## BEGIN

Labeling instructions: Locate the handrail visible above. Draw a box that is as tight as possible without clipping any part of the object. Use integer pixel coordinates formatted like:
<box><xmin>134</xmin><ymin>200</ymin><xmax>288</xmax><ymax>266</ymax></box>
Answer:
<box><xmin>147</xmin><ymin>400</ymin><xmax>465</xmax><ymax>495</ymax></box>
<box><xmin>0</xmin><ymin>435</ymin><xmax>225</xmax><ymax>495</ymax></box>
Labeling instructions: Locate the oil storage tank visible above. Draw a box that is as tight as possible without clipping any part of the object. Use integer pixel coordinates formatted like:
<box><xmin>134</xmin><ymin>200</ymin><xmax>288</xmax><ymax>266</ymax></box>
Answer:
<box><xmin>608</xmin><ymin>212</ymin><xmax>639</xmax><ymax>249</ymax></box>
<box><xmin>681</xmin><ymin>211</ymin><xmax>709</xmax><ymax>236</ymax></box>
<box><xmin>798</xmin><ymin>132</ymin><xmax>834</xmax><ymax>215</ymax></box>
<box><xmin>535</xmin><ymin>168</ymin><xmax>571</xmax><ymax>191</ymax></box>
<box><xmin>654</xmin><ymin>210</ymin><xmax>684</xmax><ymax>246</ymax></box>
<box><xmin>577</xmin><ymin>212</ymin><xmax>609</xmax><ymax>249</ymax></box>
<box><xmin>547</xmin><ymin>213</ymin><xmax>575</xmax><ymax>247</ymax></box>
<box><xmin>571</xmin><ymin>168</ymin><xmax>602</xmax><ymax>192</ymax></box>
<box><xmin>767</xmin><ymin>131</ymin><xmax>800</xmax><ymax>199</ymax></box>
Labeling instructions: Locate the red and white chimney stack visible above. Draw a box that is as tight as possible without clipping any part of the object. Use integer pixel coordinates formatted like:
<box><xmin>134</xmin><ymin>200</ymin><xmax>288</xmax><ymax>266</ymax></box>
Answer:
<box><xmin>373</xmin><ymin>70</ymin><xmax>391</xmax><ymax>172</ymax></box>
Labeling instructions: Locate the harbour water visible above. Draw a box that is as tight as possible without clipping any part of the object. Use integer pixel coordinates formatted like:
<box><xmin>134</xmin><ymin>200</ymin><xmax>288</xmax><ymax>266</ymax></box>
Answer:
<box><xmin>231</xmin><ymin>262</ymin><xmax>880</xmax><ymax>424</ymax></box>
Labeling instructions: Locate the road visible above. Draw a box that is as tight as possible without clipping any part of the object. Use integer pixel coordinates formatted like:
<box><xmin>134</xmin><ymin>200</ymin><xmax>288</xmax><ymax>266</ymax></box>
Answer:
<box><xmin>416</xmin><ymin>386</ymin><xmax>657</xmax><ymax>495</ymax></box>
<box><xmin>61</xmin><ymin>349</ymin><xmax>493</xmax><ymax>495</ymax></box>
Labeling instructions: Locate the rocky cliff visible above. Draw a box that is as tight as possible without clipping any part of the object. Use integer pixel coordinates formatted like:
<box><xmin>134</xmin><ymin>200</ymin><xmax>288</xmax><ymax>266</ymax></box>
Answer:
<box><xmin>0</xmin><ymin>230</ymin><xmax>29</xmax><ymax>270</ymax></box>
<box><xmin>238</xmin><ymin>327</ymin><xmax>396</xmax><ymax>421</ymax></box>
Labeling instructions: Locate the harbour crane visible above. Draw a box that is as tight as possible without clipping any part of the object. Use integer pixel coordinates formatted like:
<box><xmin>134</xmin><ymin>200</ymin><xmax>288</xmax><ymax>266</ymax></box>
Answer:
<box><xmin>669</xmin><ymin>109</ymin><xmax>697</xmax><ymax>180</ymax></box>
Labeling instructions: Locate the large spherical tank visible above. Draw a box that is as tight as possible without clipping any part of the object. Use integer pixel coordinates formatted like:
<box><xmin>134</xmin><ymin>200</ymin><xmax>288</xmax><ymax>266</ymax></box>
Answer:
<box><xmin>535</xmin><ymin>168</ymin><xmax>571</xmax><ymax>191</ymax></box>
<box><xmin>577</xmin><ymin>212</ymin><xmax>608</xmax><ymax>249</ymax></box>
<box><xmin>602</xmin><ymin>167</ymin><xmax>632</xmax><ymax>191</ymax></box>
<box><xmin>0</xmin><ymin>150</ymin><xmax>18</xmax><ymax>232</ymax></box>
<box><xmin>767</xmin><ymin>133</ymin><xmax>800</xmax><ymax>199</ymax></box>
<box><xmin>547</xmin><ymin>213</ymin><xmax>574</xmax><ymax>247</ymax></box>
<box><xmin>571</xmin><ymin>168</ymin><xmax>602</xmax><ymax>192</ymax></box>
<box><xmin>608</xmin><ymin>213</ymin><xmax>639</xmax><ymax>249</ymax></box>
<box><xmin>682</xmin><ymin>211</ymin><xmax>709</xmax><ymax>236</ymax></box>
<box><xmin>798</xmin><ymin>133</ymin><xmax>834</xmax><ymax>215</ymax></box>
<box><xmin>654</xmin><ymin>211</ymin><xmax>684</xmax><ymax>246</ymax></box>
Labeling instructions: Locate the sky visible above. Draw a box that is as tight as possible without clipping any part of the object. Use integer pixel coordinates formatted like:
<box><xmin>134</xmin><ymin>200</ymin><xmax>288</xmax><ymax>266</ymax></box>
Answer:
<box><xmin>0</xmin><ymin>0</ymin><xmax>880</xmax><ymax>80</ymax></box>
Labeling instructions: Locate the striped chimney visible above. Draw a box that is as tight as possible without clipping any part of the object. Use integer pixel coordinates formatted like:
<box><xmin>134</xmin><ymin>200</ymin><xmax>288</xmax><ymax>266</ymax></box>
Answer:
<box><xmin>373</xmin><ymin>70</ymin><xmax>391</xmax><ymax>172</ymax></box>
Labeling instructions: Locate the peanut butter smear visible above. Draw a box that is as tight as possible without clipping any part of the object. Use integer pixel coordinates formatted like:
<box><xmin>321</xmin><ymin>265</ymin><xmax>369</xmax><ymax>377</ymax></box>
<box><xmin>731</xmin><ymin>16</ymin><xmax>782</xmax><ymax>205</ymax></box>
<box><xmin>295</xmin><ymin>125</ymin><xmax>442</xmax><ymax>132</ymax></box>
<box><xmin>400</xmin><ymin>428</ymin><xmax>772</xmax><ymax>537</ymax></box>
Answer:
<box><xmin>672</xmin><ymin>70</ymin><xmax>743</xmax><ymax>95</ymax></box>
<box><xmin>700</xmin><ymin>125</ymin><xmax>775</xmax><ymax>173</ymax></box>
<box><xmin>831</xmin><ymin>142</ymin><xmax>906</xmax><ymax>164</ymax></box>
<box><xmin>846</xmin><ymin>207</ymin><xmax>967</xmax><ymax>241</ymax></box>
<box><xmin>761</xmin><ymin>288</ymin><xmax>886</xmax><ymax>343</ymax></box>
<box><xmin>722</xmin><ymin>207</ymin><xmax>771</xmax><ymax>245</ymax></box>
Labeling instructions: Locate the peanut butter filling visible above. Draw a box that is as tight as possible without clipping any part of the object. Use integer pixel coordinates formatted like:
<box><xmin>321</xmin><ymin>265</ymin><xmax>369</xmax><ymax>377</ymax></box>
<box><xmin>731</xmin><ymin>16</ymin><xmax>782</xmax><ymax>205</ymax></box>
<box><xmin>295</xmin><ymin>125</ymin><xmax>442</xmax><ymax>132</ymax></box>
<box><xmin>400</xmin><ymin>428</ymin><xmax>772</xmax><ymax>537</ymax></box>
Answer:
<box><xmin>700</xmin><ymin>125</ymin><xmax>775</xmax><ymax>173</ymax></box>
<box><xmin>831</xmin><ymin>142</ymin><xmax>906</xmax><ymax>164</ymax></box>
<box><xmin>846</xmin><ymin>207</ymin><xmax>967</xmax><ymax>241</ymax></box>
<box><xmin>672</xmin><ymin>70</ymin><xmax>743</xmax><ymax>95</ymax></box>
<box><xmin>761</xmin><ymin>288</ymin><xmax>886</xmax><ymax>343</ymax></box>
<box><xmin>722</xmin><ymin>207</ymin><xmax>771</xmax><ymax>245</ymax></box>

## END

*TASK INSTRUCTIONS:*
Locate every line in the entries above that contains the word "butter", matching case exactly, and copy each of those lines.

*REPLY TO THE TASK:*
Labeling instructions: Locate the peanut butter smear visible above. Draw a box that is as tight as possible without clipping any part of the object. Use integer pixel coordinates formatted like:
Labeling instructions: Locate the peanut butter filling visible above. Draw a box that is as tight as possible without clipping any part of the object. Use integer pixel coordinates formatted like:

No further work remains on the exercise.